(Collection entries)
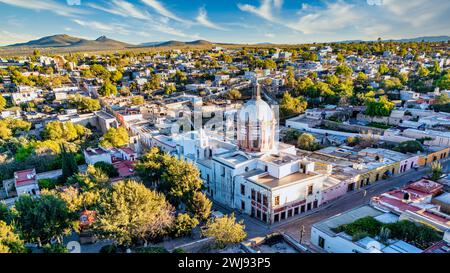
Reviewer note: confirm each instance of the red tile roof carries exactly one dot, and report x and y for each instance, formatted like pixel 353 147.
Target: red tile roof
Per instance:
pixel 125 168
pixel 25 177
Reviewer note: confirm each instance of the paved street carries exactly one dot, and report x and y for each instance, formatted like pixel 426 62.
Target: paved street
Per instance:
pixel 292 227
pixel 349 201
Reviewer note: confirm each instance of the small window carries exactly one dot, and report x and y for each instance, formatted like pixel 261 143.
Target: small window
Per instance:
pixel 276 218
pixel 264 217
pixel 277 200
pixel 315 204
pixel 321 242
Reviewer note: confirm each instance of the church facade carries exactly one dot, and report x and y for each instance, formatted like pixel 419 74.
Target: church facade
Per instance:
pixel 254 173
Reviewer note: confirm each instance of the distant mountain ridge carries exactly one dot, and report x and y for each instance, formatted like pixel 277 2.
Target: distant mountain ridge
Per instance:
pixel 66 41
pixel 407 40
pixel 178 43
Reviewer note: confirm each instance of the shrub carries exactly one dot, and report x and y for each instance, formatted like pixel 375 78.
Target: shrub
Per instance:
pixel 109 249
pixel 107 168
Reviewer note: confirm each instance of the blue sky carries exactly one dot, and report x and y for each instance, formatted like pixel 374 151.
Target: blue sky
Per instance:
pixel 234 21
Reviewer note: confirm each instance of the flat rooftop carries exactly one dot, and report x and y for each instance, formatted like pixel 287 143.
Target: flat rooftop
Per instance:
pixel 273 182
pixel 346 218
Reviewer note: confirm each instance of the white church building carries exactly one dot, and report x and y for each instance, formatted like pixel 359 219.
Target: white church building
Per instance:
pixel 255 173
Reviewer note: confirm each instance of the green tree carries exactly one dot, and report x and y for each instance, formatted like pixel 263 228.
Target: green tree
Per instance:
pixel 116 76
pixel 200 206
pixel 115 138
pixel 9 240
pixel 107 168
pixel 443 98
pixel 344 70
pixel 5 215
pixel 233 94
pixel 383 69
pixel 411 146
pixel 444 82
pixel 108 89
pixel 423 72
pixel 57 130
pixel 225 230
pixel 84 104
pixel 183 225
pixel 169 89
pixel 307 142
pixel 68 164
pixel 436 171
pixel 137 100
pixel 2 103
pixel 130 213
pixel 43 219
pixel 382 107
pixel 181 180
pixel 290 106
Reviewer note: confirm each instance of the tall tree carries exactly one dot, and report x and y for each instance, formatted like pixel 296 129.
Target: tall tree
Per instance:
pixel 115 138
pixel 129 213
pixel 9 240
pixel 43 219
pixel 68 164
pixel 200 206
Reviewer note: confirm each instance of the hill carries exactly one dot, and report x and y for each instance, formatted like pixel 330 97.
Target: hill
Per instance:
pixel 66 41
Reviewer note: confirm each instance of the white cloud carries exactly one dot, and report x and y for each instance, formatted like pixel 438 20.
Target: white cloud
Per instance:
pixel 278 3
pixel 334 17
pixel 265 10
pixel 95 25
pixel 124 9
pixel 9 38
pixel 47 5
pixel 418 12
pixel 202 19
pixel 158 7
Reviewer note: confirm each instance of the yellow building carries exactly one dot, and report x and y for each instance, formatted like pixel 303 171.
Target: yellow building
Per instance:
pixel 436 153
pixel 377 174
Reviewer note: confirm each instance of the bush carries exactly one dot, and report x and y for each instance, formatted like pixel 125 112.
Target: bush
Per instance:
pixel 151 249
pixel 411 146
pixel 107 168
pixel 109 249
pixel 183 226
pixel 178 250
pixel 47 183
pixel 419 235
pixel 55 248
pixel 364 225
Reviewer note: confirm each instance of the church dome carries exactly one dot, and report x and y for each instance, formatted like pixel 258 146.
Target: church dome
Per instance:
pixel 256 110
pixel 256 125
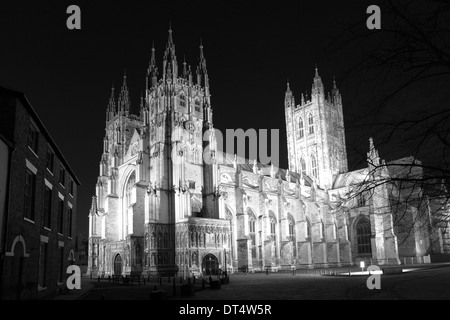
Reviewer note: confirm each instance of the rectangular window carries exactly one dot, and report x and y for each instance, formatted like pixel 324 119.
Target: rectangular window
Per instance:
pixel 33 139
pixel 30 194
pixel 47 207
pixel 50 160
pixel 60 215
pixel 61 265
pixel 71 186
pixel 70 217
pixel 62 176
pixel 43 265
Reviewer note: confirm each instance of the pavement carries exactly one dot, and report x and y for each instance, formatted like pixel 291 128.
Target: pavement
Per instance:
pixel 425 281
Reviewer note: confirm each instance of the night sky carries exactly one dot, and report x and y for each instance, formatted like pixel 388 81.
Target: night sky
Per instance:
pixel 251 48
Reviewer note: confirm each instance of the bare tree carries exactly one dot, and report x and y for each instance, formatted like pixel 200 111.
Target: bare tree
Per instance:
pixel 406 61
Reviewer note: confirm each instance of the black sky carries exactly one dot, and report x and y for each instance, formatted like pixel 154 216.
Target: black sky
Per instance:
pixel 252 48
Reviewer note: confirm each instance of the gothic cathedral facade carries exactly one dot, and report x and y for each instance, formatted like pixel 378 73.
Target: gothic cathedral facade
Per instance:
pixel 161 209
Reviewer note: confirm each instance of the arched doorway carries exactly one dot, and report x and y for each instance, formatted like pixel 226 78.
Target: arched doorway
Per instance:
pixel 118 265
pixel 210 265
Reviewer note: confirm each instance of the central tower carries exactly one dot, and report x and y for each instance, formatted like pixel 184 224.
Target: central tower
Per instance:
pixel 315 134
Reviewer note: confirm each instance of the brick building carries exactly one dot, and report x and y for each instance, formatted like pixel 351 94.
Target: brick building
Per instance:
pixel 37 204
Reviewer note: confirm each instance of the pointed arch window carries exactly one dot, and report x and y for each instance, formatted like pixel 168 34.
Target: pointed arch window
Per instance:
pixel 197 105
pixel 182 100
pixel 308 233
pixel 292 236
pixel 363 236
pixel 301 127
pixel 252 232
pixel 196 156
pixel 303 166
pixel 322 230
pixel 314 170
pixel 310 124
pixel 129 189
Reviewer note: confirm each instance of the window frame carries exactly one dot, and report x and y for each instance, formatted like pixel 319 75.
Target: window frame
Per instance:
pixel 301 127
pixel 30 195
pixel 33 138
pixel 50 153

_Brief_
Please copy every line of the entries above word for word, leaving the pictures out.

_Expected answer_
Reviewer note: confirm each instance of the red tile roof carries exactly one dot, and report x and y for each instance, formatted like pixel 353 147.
Target: red tile roof
Per instance:
pixel 125 168
pixel 25 177
Reviewer note: confirm each instance of the paved street carries exactly one dot, and report x and y for each instance, formatted like pixel 426 62.
Target: paved street
Per instance:
pixel 292 227
pixel 349 201
Reviewer note: confirm each instance of the small window carries exactly one dot, and report x and y for each instance, formatted like pixel 261 143.
Target: small window
Per instance:
pixel 276 218
pixel 264 217
pixel 277 200
pixel 315 204
pixel 321 242
Reviewer note: confirm each instance of the church facade carries exactly one dot, and report x and y for each instance, formatted like pixel 419 74.
Target: church facade
Per instance:
pixel 254 173
Reviewer note: confirm each instance of the distant mountain ridge carries exactly one dot, and report x and y for each instance, formatted like pixel 277 2.
Target: distant mountain ridge
Per instance:
pixel 66 41
pixel 407 40
pixel 178 43
Reviewer note: confirm each instance of the shrub carries exactly one dot, and report x and y for each instance, formatted like pixel 375 78.
Target: shrub
Per instance:
pixel 109 249
pixel 107 168
Reviewer note: confirm each instance of the blue sky carries exactly one dot, and report x and y for each instance, formatted like pixel 374 151.
Target: blue sky
Per instance:
pixel 234 21
Reviewer note: confirm each instance of the flat rooftop carries exactly one dot, and report x and y for each instance, formatted like pixel 287 143.
Target: flat rooftop
Per instance:
pixel 273 182
pixel 346 218
Reviewer note: confirm each instance of the white church building carries exactly one dot, and report x and y for each instance, formatted like pixel 359 219.
Target: white church building
Per instance:
pixel 255 173
Reviewer note: confirm each instance of the green tree carries exactly one dot, and report x and y for each instance, formatted like pixel 263 228.
Target: green tree
Per instance:
pixel 116 76
pixel 200 206
pixel 115 138
pixel 9 240
pixel 107 168
pixel 443 98
pixel 344 70
pixel 5 215
pixel 233 94
pixel 383 69
pixel 411 146
pixel 444 82
pixel 108 89
pixel 423 72
pixel 57 130
pixel 225 230
pixel 84 104
pixel 183 225
pixel 169 89
pixel 307 142
pixel 68 164
pixel 436 171
pixel 137 100
pixel 2 103
pixel 130 213
pixel 43 219
pixel 382 107
pixel 181 180
pixel 290 106
Reviewer note: confirm each instance of the tall tree carries exactly one dot, and report x and y for each instance, formatted like pixel 296 129.
Target: tall tree
Per instance:
pixel 115 138
pixel 129 213
pixel 9 240
pixel 43 219
pixel 68 164
pixel 200 206
Reviewer note: confirm each instance of the hill carries exactly one dot, and report x and y for each instance, formatted like pixel 330 97.
Target: hill
Per instance:
pixel 66 41
Reviewer note: confirm each instance of the white cloud carries exactly one dot, and report x and y for each instance, formatted like pixel 438 20.
Target: white cloud
Per instance:
pixel 278 3
pixel 334 17
pixel 265 10
pixel 95 25
pixel 124 9
pixel 9 38
pixel 47 5
pixel 418 12
pixel 202 19
pixel 158 7
Reviewer note: confirm each instance of the yellow building carries exactly one dot, and report x and y for each instance, formatted like pixel 303 171.
Target: yellow building
Per instance:
pixel 436 153
pixel 377 174
Reviewer note: confirm each instance of the bush carries exactly one dot, and report x and y for each instance, formatted like pixel 125 112.
Target: bush
Per instance:
pixel 151 249
pixel 411 146
pixel 107 168
pixel 109 249
pixel 183 226
pixel 178 250
pixel 47 183
pixel 419 235
pixel 55 248
pixel 364 225
Reviewer note: confirm each instance of the church dome carries exactly one dot, and report x and y for each instance, formatted like pixel 258 146.
Target: church dome
Per instance:
pixel 256 110
pixel 256 125
Reviewer note: confirm each instance of the rectangular window carries exactly one dot, and report x and y for each instance, formatted like pixel 324 119.
Target: rectangular window
Per instance:
pixel 33 139
pixel 30 194
pixel 47 207
pixel 50 160
pixel 60 215
pixel 61 265
pixel 71 186
pixel 70 217
pixel 62 176
pixel 43 265
Reviewer note: confirm each instance of the pavement carries exactly one dot, and report x and y for each instance, formatted like pixel 291 128.
Target: pavement
Per instance:
pixel 425 281
Reviewer note: confirm each instance of the night sky carries exactly one dot, and report x and y for each instance, formatted like pixel 388 81.
Target: night sky
Per instance:
pixel 251 48
Reviewer note: confirm each instance of the bare tree carries exactly one dot, and report x and y for each instance, formatted like pixel 200 111.
Target: bare tree
Per instance:
pixel 406 61
Reviewer note: confirm each instance of the black sky carries exactly one dot, and report x and y for each instance, formatted like pixel 154 216.
Target: black sky
Per instance:
pixel 252 48
Reviewer note: confirm each instance of the gothic cathedral facade carries exactly one dot, and report x and y for each instance, formatted like pixel 378 73.
Target: gothic cathedral facade
Per instance:
pixel 161 209
Reviewer note: confirm each instance of the arched doorway carries exactly one dot, and report x and y for each instance, formatted like pixel 226 78.
Target: arched doorway
Per instance:
pixel 118 265
pixel 210 265
Reviewer note: confirm each instance of the central tower carries exactly one dot, and report x and y for each instance, formatted like pixel 184 224.
Target: central tower
Per instance:
pixel 315 134
Reviewer note: confirm each instance of the brick building carries exactly one dot, and report x and y for each instance, formatted like pixel 351 94.
Target: brick building
Per instance:
pixel 37 204
Reviewer note: confirm each instance of the pointed arch window carries exactly one dot, and report x and y for each instance, formatted like pixel 168 34.
Target: pointed arch window
Per instance:
pixel 197 105
pixel 182 100
pixel 308 233
pixel 292 236
pixel 363 236
pixel 301 127
pixel 252 232
pixel 196 156
pixel 303 166
pixel 322 230
pixel 314 170
pixel 310 124
pixel 129 189
Reviewer note: confirm each instance of the window frame carries exactly one dot, and report x and y for each instance, formatted like pixel 319 75.
Target: window frame
Per instance:
pixel 301 127
pixel 30 195
pixel 33 138
pixel 50 153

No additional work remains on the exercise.